### Paginatekst
_ _ _ _ _ _ _

Bij dagvaarding van 16 februari 2022 heeft [eiser] in kort geding afgifte van [T] door [gedaagde] gevorderd. Bij vonnis van 5 april 2022 heeft de voorzieningenrechter van deze rechtbank de vordering afgewezen.
2.11.
[eiser] heeft [T] na 6 januari 2022 niet meer gezien.

3.Het geschil

in conventie

3.1.
[eiser] vordert zakelijk weergegeven dat de rechtbank bij vonnis, voor zover mogelijk uitvoerbaar bij voorraad:
primair:
I. voor recht verklaart dat [eiser] eigenaar is van [T] ;
II. [gedaagde] veroordeelt tot afgifte van [T] op grond van artikel 5:2 van het Burgerlijk Wetboek (BW), op straffe van een dwangsom;
subsidiair:
I. een omgangsregeling vaststelt zoals in het petitum en onder randnummer 27 van de dagvaarding omschreven;
II. [gedaagde] veroordeelt tot medewerking aan die omgangsregeling;
zowel primair als subsidair:
[gedaagde] veroordeelt in de proceskosten en de nakosten.
3.2.
[gedaagde] voert verweer.
3.3.
Op de stellingen van partijen wordt hierna, voor zover van belang, nader ingegaan.
in voorwaardelijke reconventie
3.4.
Voor zover de rechtbank oordeelt dat [T] gemeenschappelijk eigendom is van partijen, vordert [gedaagde] dat de rechtbank:
I. de gemeenschap ontbindt en [T] toebedeelt aan [gedaagde] ;
II. [eiser] veroordeelt in de proceskosten en de nakosten.
3.5.
[eiser] voert verweer.
3.6.
Op de stellingen van partijen wordt hierna, voor zover van belang, nader ingegaan.

4.De beoordeling in conventie en in voorwaardelijke reconventie

4.1.
De vorderingen in conventie en in voorwaardelijke reconventie lenen zich voor gezamenlijke behandeling.
Eigendom [T]
4.2.
Ter beoordeling staat allereerst of [eiser] de (enige) eigenaar is van [T] . Volgens [eiser] is dit zo, omdat hij als eigenaar is aangeduid in (i) de koopovereenkomst, (ii) het registratiebewijs dat is afgewezen door de Raad van Beheer, (iii) het hondenpaspoort.
4.3.
[gedaagde] betwist dat [eiser] eigenaar is van [T] . Zij stelt dat zij juist eigenaar is. [gedaagde] voert daartoe het volgende aan. Weliswaar is [eiser] als eigenaar vermeld in de koopovereenkomst, maar [gedaagde] stond bij [P] op de wachtlijst en zij heeft de koopprijs van € 1.250,- betaald. Ook daarna betaalde [gedaagde] alle kosten van [T] . Dat [eiser] in de koopovereenkomst als eigenaar staat, is omdat [eiser] met [T] hondenshows wilde gaan lopen. Het registratiebewijs en het hondenpaspoort zeggen niets over de juridische eigendom. De Raad van Beheer baseert de eigendomsgegevens op de bij haar ingediende aanvraag en controleert deze niet op juistheid. Het hondenpaspoort is slechts een inentingsbewijs dat voor 4 euro bij de dierenarts kan worden gekocht. Voor verkrijging daarvan is geen bewijs van eigendom nodig. [gedaagde] heeft zich sinds 2014 als eigenaar van [T] gedragen. Partijen hebben niet samengewoond en [T] verbleef al die tijd bij haar, aldus [gedaagde] .

_ _ _ _ _ _ _

### Datarecords
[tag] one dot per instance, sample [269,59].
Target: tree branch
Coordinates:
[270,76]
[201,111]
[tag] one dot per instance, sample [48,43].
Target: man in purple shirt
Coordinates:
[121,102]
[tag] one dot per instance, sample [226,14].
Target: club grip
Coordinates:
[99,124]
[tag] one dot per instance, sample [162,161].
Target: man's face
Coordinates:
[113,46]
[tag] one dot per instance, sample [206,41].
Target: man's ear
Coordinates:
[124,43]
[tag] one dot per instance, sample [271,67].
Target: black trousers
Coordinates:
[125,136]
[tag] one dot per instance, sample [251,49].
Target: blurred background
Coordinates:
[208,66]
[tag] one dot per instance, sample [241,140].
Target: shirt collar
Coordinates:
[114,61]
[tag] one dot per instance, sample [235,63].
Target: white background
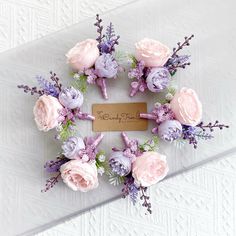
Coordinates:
[201,202]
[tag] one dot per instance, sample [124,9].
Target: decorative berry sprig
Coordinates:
[30,90]
[211,126]
[145,199]
[55,79]
[51,182]
[99,29]
[181,45]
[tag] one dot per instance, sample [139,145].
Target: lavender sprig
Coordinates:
[111,39]
[130,189]
[55,79]
[54,165]
[203,135]
[30,90]
[177,62]
[188,133]
[211,126]
[47,87]
[50,183]
[99,29]
[145,199]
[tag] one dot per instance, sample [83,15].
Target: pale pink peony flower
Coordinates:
[83,55]
[152,52]
[187,107]
[149,168]
[47,112]
[79,175]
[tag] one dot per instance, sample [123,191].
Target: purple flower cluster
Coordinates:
[106,66]
[108,41]
[156,79]
[130,189]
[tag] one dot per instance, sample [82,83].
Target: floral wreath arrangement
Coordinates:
[137,166]
[153,65]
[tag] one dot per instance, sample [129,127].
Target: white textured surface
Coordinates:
[198,203]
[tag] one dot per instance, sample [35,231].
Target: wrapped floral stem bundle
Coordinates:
[56,107]
[181,118]
[153,65]
[137,167]
[93,60]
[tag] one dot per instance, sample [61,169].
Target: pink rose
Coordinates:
[46,112]
[187,107]
[149,168]
[79,175]
[83,55]
[152,52]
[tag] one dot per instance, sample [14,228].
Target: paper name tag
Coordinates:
[119,117]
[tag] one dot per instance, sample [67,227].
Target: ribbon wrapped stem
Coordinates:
[101,82]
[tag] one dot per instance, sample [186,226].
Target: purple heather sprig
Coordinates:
[99,30]
[47,86]
[145,199]
[107,42]
[130,189]
[54,165]
[159,113]
[176,61]
[30,90]
[211,126]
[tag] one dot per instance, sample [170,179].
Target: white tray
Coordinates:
[24,150]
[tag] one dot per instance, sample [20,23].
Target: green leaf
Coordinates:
[67,131]
[116,179]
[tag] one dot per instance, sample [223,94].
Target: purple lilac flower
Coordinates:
[72,146]
[47,87]
[106,66]
[170,130]
[120,164]
[158,79]
[71,98]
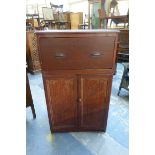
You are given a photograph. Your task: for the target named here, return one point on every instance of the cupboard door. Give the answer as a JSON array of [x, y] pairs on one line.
[[94, 95], [62, 102]]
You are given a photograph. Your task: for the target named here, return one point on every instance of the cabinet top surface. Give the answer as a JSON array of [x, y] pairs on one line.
[[78, 31]]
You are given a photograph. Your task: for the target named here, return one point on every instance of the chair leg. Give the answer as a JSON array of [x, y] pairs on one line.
[[33, 111]]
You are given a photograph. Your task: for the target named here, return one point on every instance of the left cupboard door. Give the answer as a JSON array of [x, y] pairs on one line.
[[61, 94]]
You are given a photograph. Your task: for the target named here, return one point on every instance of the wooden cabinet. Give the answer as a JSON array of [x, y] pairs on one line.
[[32, 57], [94, 96], [62, 101], [77, 68]]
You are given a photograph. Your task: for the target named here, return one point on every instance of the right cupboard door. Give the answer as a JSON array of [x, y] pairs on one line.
[[94, 95]]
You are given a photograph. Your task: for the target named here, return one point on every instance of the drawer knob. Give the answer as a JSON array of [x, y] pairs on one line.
[[95, 54], [59, 55]]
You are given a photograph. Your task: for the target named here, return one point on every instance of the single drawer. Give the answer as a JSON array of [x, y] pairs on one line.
[[92, 52]]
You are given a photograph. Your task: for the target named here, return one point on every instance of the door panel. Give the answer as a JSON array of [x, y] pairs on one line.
[[94, 101], [62, 102]]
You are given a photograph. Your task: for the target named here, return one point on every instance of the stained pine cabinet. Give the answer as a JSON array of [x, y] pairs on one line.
[[77, 69]]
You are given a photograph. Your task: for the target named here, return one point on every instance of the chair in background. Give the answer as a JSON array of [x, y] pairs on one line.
[[49, 20], [59, 16]]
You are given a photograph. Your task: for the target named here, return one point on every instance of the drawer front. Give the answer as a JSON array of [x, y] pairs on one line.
[[93, 52]]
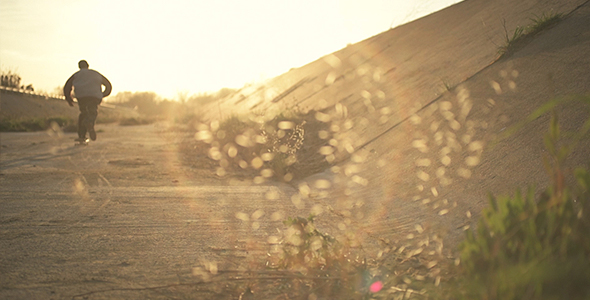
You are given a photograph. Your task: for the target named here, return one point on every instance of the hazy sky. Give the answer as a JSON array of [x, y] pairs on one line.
[[186, 46]]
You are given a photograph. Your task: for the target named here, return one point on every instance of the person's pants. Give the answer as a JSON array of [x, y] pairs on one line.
[[88, 112]]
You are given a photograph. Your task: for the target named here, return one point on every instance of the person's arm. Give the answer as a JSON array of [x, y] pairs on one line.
[[107, 87], [68, 90]]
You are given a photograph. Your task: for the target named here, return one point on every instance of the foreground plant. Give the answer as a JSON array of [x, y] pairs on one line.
[[528, 247]]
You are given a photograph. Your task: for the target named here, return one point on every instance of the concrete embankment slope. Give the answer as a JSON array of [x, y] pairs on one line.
[[420, 104]]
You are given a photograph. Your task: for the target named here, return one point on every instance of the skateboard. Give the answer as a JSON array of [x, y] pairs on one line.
[[82, 143]]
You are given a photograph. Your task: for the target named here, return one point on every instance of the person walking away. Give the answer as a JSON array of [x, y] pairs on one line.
[[87, 84]]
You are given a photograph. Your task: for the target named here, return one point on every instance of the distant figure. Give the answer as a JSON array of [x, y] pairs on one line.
[[87, 85]]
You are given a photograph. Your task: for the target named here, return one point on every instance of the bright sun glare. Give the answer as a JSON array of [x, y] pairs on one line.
[[185, 46]]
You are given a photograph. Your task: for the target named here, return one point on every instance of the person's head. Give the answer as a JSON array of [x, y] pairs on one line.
[[83, 64]]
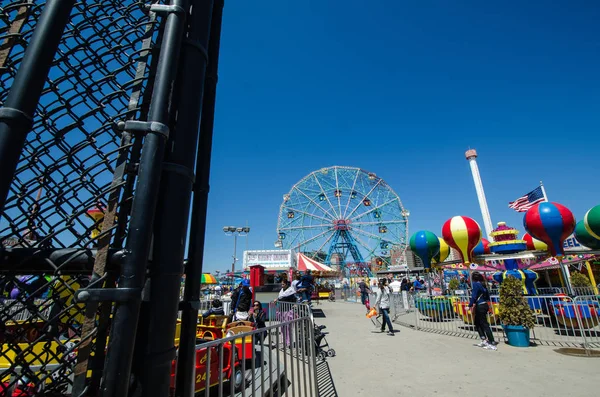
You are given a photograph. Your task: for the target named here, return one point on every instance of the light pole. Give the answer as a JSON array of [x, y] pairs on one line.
[[235, 231]]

_ _ _ _ _ _ _

Beantwoord de volgende vragen aan de hand van de paginatekst.
(a) Op welke datum heeft de voorzieningenrechter de vordering in kort geding afgewezen?
(b) Op grond van welk wetsartikel vordert [eiser] dat [gedaagde] wordt veroordeeld tot afgifte van [T]?
(c) Welk bedrag aan koopprijs heeft [gedaagde] volgens haar eigen stelling betaald?

### Oplossing
(a) Op 5 april 2022.
(b) Op grond van artikel 5:2 van het Burgerlijk Wetboek (BW).
(c) € 1.250,-.